_EXCERPTED PASSAGE_.
# Streaming with TS4K & satellite internet…



## eskovan (Sep 30, 2002)

I may be moving to an area where cable isn't available. The only terrestrial internet is DSL, and it's 2-3 Mbps speed won't work very well.

Does anyone currently use a TS4K with satellite internet, specifically either HughesNet or Viasat? 20 years ago my brother had HughesNet dial-return internet, so I know it's a mixed bag. I also know that things have improved a lot in that time.

Cost per month is not really a big concern so I'd be using the highest satellite tier service for the best speed and monthly data amount. I want to know if this sounds practical:

*HughesNet* has a max speed of _25Mbps _and_ 50GB_ a month
*
Viasat* has a max of _100Mbps _and_ 300GB_ a month

I *never* watch anything in 4K, but I'd like HD to be available most of the time.

My only other option would be to ditch the TS4K and stick with the DSL for internet and a DirecTV DVR box for TV. I don't like their DVRs, but sticking with those two will essentially cost me nothing.

Although I've only been using the TS4K for a couple months I really like it, but I'm thinking that the free option makes more sense and is much simpler.

_WHAT TO DO_.
1 - Answer these questions about the forum post on streaming over satellite internet:
(a) What speed does the DSL in the new area offer?
(b) What monthly data amount is listed for HughesNet?
(c) Which two services make up the poster's only other option?
2 - Extract the part of the forum post on satellite internet starting with "Cost per month" and going on through "cost me nothing.".
The lines that come next have no connection to the forum post above.

_STORED DATA_.
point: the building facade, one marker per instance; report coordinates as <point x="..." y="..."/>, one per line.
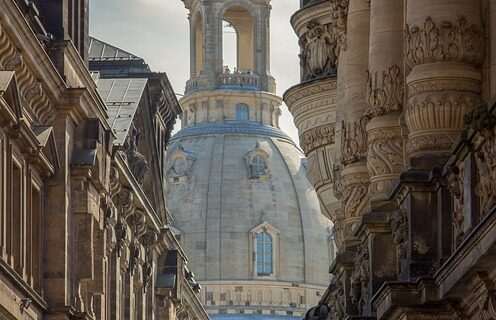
<point x="236" y="184"/>
<point x="83" y="225"/>
<point x="396" y="114"/>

_EXPECTED RESPONSES_.
1 -
(a) 2-3 Mbps
(b) 50GB a month
(c) DSL for internet and a DirecTV DVR box for TV

2 -
Cost per month is not really a big concern so I'd be using the highest satellite tier service for the best speed and monthly data amount. I want to know if this sounds practical:

*HughesNet* has a max speed of _25Mbps _and_ 50GB_ a month
*
Viasat* has a max of _100Mbps _and_ 300GB_ a month

I *never* watch anything in 4K, but I'd like HD to be available most of the time.

My only other option would be to ditch the TS4K and stick with the DSL for internet and a DirecTV DVR box for TV. I don't like their DVRs, but sticking with those two will essentially cost me nothing.